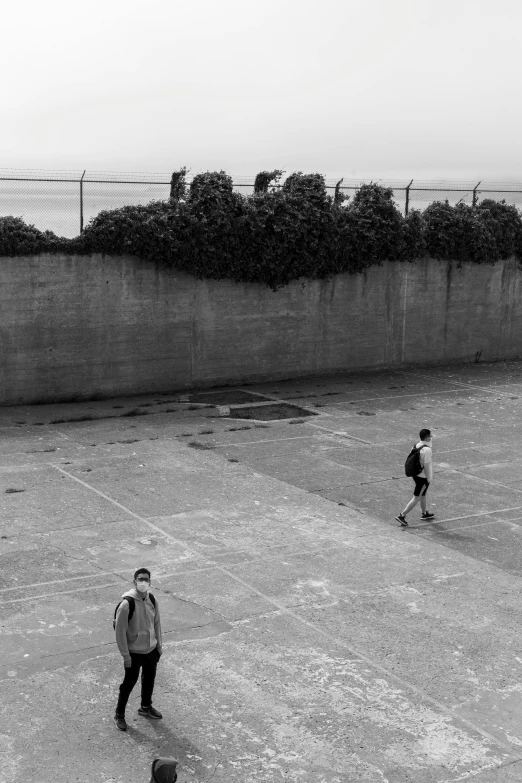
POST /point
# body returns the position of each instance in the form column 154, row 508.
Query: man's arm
column 157, row 629
column 122, row 624
column 428, row 464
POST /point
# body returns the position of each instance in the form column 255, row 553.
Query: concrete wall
column 76, row 327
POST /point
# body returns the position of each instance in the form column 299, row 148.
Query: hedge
column 280, row 233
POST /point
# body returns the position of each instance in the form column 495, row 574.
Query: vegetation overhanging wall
column 281, row 234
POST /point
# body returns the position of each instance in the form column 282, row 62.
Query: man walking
column 422, row 480
column 138, row 636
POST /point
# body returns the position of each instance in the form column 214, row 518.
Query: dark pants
column 147, row 663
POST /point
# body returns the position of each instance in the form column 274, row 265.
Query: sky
column 427, row 89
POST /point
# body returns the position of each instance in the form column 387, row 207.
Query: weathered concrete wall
column 75, row 327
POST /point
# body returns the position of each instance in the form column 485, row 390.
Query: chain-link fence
column 65, row 201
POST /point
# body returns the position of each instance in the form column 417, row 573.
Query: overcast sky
column 353, row 88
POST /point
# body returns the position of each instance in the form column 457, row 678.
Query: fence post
column 475, row 193
column 407, row 200
column 81, row 202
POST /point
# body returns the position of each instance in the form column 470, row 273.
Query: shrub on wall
column 279, row 234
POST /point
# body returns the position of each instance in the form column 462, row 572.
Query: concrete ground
column 307, row 636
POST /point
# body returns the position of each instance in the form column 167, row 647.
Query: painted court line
column 210, row 566
column 488, row 389
column 268, row 440
column 333, row 639
column 429, row 524
column 481, row 514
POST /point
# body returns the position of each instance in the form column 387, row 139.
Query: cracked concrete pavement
column 307, row 636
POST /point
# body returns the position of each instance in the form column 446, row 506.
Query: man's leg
column 129, row 681
column 148, row 677
column 413, row 502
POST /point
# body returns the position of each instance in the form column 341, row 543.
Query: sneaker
column 120, row 722
column 150, row 712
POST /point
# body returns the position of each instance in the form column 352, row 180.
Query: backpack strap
column 130, row 601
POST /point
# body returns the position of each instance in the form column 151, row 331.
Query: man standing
column 138, row 636
column 422, row 480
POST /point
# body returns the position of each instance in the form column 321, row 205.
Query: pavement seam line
column 489, row 389
column 403, row 683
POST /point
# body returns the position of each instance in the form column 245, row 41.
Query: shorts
column 421, row 486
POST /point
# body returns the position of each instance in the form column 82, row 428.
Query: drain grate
column 225, row 397
column 281, row 410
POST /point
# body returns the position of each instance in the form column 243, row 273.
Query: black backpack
column 131, row 602
column 413, row 465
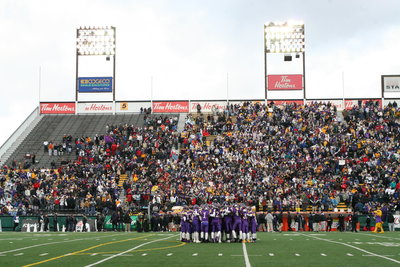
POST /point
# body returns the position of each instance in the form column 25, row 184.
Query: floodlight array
column 93, row 41
column 284, row 37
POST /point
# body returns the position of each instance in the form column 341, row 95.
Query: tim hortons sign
column 57, row 108
column 171, row 107
column 285, row 82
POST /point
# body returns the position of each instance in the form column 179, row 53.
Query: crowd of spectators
column 89, row 183
column 277, row 158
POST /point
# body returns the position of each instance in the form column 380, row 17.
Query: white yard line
column 381, row 255
column 126, row 251
column 357, row 248
column 246, row 256
column 50, row 243
column 377, row 235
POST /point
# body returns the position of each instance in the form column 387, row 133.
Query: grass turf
column 163, row 249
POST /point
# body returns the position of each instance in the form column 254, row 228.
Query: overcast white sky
column 189, row 47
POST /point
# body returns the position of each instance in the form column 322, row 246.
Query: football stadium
column 283, row 179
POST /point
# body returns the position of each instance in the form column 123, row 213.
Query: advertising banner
column 91, row 225
column 349, row 104
column 131, row 107
column 386, row 102
column 108, row 224
column 396, row 221
column 285, row 82
column 30, row 225
column 208, row 106
column 57, row 108
column 95, row 84
column 95, row 107
column 171, row 107
column 337, row 103
column 391, row 84
column 285, row 102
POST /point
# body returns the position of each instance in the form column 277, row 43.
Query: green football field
column 164, row 249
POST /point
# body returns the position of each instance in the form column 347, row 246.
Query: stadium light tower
column 96, row 41
column 284, row 38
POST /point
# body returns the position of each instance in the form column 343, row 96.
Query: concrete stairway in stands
column 122, row 179
column 181, row 122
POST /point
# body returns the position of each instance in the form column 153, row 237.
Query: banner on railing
column 100, row 107
column 285, row 82
column 57, row 108
column 171, row 107
column 95, row 84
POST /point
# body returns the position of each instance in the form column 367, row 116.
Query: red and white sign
column 285, row 82
column 391, row 84
column 95, row 108
column 285, row 102
column 208, row 106
column 171, row 107
column 57, row 108
column 351, row 103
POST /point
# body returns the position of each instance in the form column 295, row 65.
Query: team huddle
column 218, row 223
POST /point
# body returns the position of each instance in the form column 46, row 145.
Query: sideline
column 378, row 235
column 246, row 256
column 83, row 250
column 357, row 248
column 139, row 250
column 126, row 251
column 51, row 243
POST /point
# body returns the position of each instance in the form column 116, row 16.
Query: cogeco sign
column 57, row 108
column 171, row 107
column 95, row 84
column 285, row 82
column 391, row 83
column 95, row 107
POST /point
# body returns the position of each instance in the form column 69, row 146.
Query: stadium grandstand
column 277, row 158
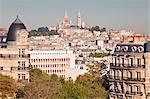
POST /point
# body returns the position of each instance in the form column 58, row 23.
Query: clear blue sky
column 116, row 14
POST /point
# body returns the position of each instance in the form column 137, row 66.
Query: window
column 130, row 74
column 131, row 61
column 19, row 52
column 23, row 76
column 1, row 68
column 137, row 89
column 81, row 67
column 18, row 76
column 23, row 65
column 115, row 61
column 130, row 88
column 122, row 61
column 23, row 51
column 138, row 62
column 138, row 75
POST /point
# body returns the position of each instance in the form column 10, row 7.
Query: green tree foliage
column 8, row 86
column 42, row 85
column 98, row 55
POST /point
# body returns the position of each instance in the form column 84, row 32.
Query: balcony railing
column 119, row 78
column 16, row 69
column 133, row 93
column 14, row 55
column 134, row 79
column 126, row 66
column 20, row 68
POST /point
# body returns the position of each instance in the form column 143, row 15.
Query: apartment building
column 53, row 61
column 14, row 58
column 129, row 73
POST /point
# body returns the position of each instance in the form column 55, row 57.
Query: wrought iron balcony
column 20, row 68
column 134, row 93
column 126, row 66
column 14, row 56
column 134, row 79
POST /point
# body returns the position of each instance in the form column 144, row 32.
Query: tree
column 8, row 86
column 42, row 86
column 92, row 85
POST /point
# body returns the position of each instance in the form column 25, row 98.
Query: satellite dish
column 141, row 49
column 134, row 48
column 118, row 48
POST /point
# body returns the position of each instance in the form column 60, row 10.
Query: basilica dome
column 15, row 26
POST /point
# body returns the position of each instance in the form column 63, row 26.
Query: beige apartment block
column 14, row 57
column 129, row 73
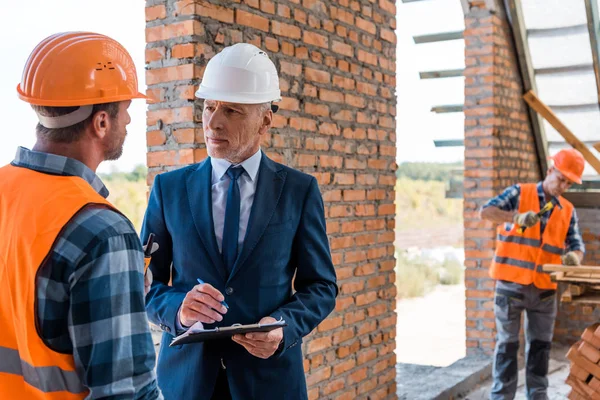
_ _ _
_DIRECTIONS FOR THIS TASK:_ Please transcribe the material above exactly as written. Leave the pictures out.

_TASK ANSWER:_
POST /point
# body returns the position of each instance in the form column 154, row 508.
Query: man's arm
column 157, row 629
column 122, row 624
column 428, row 464
POST /point
# body returns the position of each instance in the form column 255, row 553.
Query: concrete wall
column 76, row 327
POST /point
# body returns the position of each instance in the form column 299, row 148.
Query: hedge
column 280, row 233
POST /point
# body returns the position of each instance in the form column 495, row 574.
Query: vegetation overhanging wall
column 281, row 234
POST /point
# body returns the position of each instance in the form column 282, row 62.
Query: man walking
column 422, row 480
column 138, row 636
POST /point
# body returns the position of each instance in the form column 214, row 518.
Query: dark pants
column 147, row 663
POST /point
# body returns the position of each instance in the form column 274, row 265.
Query: sky
column 427, row 89
POST /point
# body returns the position of each instance in the form column 387, row 207.
Query: weathered concrete wall
column 75, row 327
POST /point
# body returns the position of each instance in the form column 485, row 390.
Query: chain-link fence
column 65, row 201
POST /point
# body returns the position of each instance in the form column 417, row 573.
Query: overcast sky
column 353, row 88
POST /point
# body returns the position of each instance in the form column 457, row 678.
Query: fence post
column 475, row 193
column 407, row 200
column 81, row 202
POST /point
# body returns the position of each instance in the form column 470, row 273.
Query: shrub on wall
column 279, row 234
POST /point
# body returns the position of each instance in the form column 462, row 572.
Query: concrete ground
column 307, row 636
POST /point
# body returns the position of each instance in the form column 167, row 647.
Query: painted court line
column 210, row 566
column 488, row 389
column 268, row 440
column 333, row 639
column 429, row 524
column 481, row 514
POST /point
# body returns the position of each instance in the form column 387, row 139.
Query: cracked concrete pavement
column 307, row 636
POST /point
# body returns the position of each instance in the form column 446, row 506.
Query: man's leg
column 129, row 681
column 148, row 677
column 413, row 502
POST /point
# body returns the position of each instance in the form column 341, row 543.
Query: sneaker
column 120, row 722
column 150, row 712
POST /point
# body returns the position of each instance in the form column 352, row 180.
Query: backpack strap
column 130, row 601
POST /point
# body returns the position of each instance in the form column 151, row 331.
Query: man standing
column 138, row 636
column 422, row 480
POST /point
# body returns the position of each instance in the form column 321, row 205.
Query: pavement seam line
column 489, row 389
column 403, row 683
POST /point
# body returns the position of each instance in the form column 245, row 41.
Query: shorts
column 421, row 486
POST /point
# body returns the position of each instance in the form column 82, row 428.
Query: drain grate
column 225, row 397
column 281, row 410
POST /point
# body returns the position of each instance in the form column 243, row 273.
Query: black backpack
column 131, row 602
column 413, row 465
POST /point
# body returns the position of each instance in the form column 25, row 184.
Query: floodlight array
column 93, row 41
column 284, row 37
POST /point
# body returns the position of each instance in the form column 341, row 95.
Query: tim hortons sign
column 57, row 108
column 171, row 107
column 285, row 82
POST /point
# body returns the position of each instance in the form column 179, row 53.
Query: crowd of spectators
column 89, row 183
column 277, row 158
POST /point
# body returns the position of each instance in the form column 380, row 17.
Query: white yard line
column 381, row 255
column 126, row 251
column 357, row 248
column 246, row 256
column 50, row 243
column 377, row 235
POST /point
# body returns the position of each instance in the form column 387, row 133.
Query: grass turf
column 163, row 249
POST /point
# body returns the position of each instance in the form column 254, row 228.
Query: overcast white sky
column 189, row 47
POST /point
# body returns the position of each instance in the form column 322, row 246.
Query: football stadium
column 283, row 179
POST /point
# body returns the position of each instance in the form column 123, row 213.
Query: advertising banner
column 91, row 225
column 349, row 104
column 131, row 107
column 386, row 102
column 108, row 224
column 396, row 221
column 285, row 82
column 30, row 225
column 208, row 106
column 57, row 108
column 95, row 84
column 95, row 107
column 171, row 107
column 337, row 103
column 391, row 84
column 285, row 102
POST /point
# body returns the position of each instance in the form column 277, row 43.
Query: green football field
column 164, row 249
POST /point
# body returns the position of each instance in the form column 347, row 246.
Query: stadium light tower
column 96, row 41
column 284, row 38
POST /point
# body returns the position of each instance in the form column 343, row 96.
Query: concrete stairway in stands
column 122, row 179
column 181, row 122
POST /point
# body returns the position of each instance in the form column 153, row 237.
Query: banner on railing
column 100, row 107
column 285, row 82
column 57, row 108
column 171, row 107
column 95, row 84
POST /point
# body returns the position of each instance in the form column 367, row 116.
Query: red and white sign
column 285, row 82
column 391, row 84
column 95, row 108
column 285, row 102
column 208, row 106
column 171, row 107
column 57, row 108
column 351, row 103
POST /point
# body returns the position of each instance in the form column 295, row 65.
Query: team huddle
column 218, row 223
POST /point
# body returns the position of each instance in the form column 46, row 145.
Query: sideline
column 378, row 235
column 246, row 256
column 83, row 250
column 357, row 248
column 139, row 250
column 126, row 251
column 51, row 243
POST /point
# body returns the position of each instance in the form column 116, row 16.
Query: cogeco sign
column 57, row 108
column 171, row 107
column 95, row 84
column 285, row 82
column 391, row 83
column 95, row 107
POST /point
# body returns the position of each instance in the form column 69, row 146.
Query: stadium grandstand
column 277, row 158
POST /point
# body returns the position of each instance in the form column 58, row 23.
Query: clear blue sky
column 116, row 14
POST /point
# body returns the position of each instance in the form column 137, row 66.
Query: window
column 130, row 74
column 131, row 61
column 19, row 52
column 23, row 76
column 1, row 68
column 137, row 89
column 81, row 67
column 18, row 76
column 23, row 65
column 115, row 61
column 130, row 88
column 122, row 61
column 23, row 51
column 138, row 62
column 138, row 75
POST /point
# body returns the position of each instance in the form column 10, row 7.
Query: green tree foliage
column 8, row 86
column 42, row 85
column 98, row 55
POST /point
# body returns the position of each instance in the form column 84, row 32.
Query: balcony railing
column 119, row 78
column 16, row 69
column 133, row 93
column 14, row 55
column 134, row 79
column 126, row 66
column 20, row 68
POST /point
# body returns the position of each instance in the form column 143, row 15.
Query: apartment building
column 53, row 61
column 14, row 58
column 129, row 73
POST /point
# body returns the position of each instance in the form column 55, row 57.
Query: wrought iron balcony
column 20, row 68
column 134, row 93
column 126, row 66
column 14, row 56
column 134, row 79
POST /point
# body returns the position of each instance in the form column 144, row 32.
Query: tree
column 8, row 86
column 42, row 86
column 92, row 85
POST /point
# body returns the position of each instance in the form column 25, row 98.
Query: satellite dish
column 141, row 49
column 134, row 48
column 118, row 48
POST /point
# body returns the position of each instance in the form column 60, row 10.
Query: basilica dome
column 15, row 26
POST /point
# body returns the position of each instance in the form column 63, row 26.
Query: beige apartment block
column 14, row 57
column 129, row 73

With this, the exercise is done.